▶ _Exercise details_: Rewrite everything from the start of the entries down through the line containing "794 342 962 427", with "grass field" replaced by "meadow" and nothing else changed. Leave the pictures out of your answer.

[START OF Dataset records]

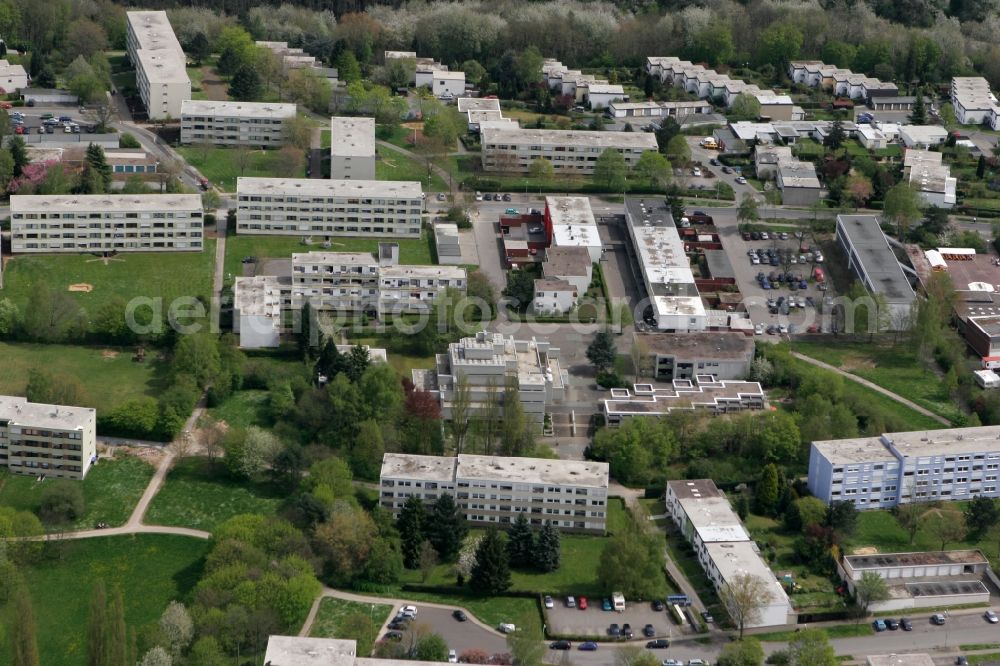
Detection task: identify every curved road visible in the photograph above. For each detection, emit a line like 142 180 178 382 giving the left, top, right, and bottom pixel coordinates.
792 351 951 426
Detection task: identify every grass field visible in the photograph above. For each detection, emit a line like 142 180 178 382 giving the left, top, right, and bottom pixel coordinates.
145 457 284 531
0 239 215 326
225 232 434 281
0 534 209 666
0 342 166 414
309 597 392 657
0 455 153 529
174 146 306 192
794 342 962 427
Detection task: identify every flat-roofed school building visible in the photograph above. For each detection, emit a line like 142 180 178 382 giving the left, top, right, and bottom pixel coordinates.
236 178 423 238
10 194 204 254
181 99 296 148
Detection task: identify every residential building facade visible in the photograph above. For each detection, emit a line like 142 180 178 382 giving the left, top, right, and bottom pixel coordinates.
809 426 1000 510
379 453 608 534
181 99 296 148
10 194 204 254
125 11 191 120
330 116 375 180
0 395 97 480
480 124 657 175
666 479 796 628
236 178 423 238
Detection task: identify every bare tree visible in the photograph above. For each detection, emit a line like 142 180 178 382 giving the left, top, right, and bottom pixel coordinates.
719 573 771 640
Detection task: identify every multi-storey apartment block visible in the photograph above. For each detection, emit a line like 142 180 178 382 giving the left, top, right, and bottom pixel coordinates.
0 395 97 479
666 479 795 627
379 453 608 533
809 426 1000 510
413 331 569 425
126 11 191 120
480 124 657 175
181 99 296 148
10 194 204 253
330 116 375 180
236 178 423 238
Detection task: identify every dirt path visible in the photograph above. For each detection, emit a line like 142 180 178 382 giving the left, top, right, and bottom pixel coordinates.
792 351 951 426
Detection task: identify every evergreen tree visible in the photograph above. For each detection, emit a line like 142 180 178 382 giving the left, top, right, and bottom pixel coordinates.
754 463 781 516
396 497 427 569
229 65 264 102
87 143 111 192
426 493 468 562
10 585 40 666
469 528 511 596
535 523 561 573
87 580 110 666
507 513 535 568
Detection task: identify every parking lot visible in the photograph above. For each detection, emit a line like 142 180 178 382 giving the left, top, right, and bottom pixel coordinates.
545 599 694 643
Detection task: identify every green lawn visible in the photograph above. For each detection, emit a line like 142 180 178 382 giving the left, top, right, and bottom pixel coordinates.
145 457 284 531
375 147 449 192
174 146 306 192
0 534 209 666
0 239 215 326
0 342 166 416
309 597 392 657
793 342 962 427
0 455 153 529
225 233 434 281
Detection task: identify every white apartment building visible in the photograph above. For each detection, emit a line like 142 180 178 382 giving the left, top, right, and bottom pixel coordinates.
236 178 423 239
126 11 191 120
330 116 375 180
0 60 28 93
480 125 657 175
0 395 97 479
379 453 608 534
413 331 569 426
10 194 204 254
809 426 1000 510
181 99 296 148
666 479 796 628
625 197 708 331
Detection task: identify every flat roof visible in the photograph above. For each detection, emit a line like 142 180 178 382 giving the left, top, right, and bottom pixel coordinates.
542 246 593 276
330 116 375 157
238 176 423 199
844 549 989 569
481 127 657 150
380 453 455 483
264 636 357 666
634 331 754 360
455 454 608 488
0 395 97 430
837 215 914 304
181 99 296 120
10 194 201 214
456 97 500 113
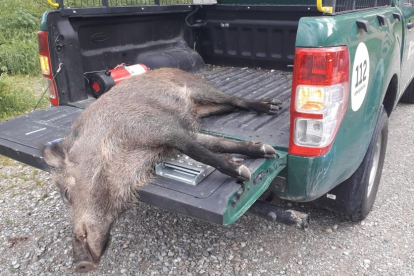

[END OF Dataset records]

▶ _The response_:
Detection task: identify every curved road visible in the photograph above. For each detection, emit a line like 142 180 178 382 giving the left, top, right, and bottom pixel coordinates.
792 351 951 426
Detection task: identify every meadow visible in the photograph above. For each detection, emit a line like 142 180 178 382 giving the left, top, right, and bottom pixel coordinates.
145 457 284 531
0 239 215 326
225 232 434 281
0 534 209 666
0 342 166 414
309 597 392 657
0 455 153 529
174 146 306 192
794 342 962 427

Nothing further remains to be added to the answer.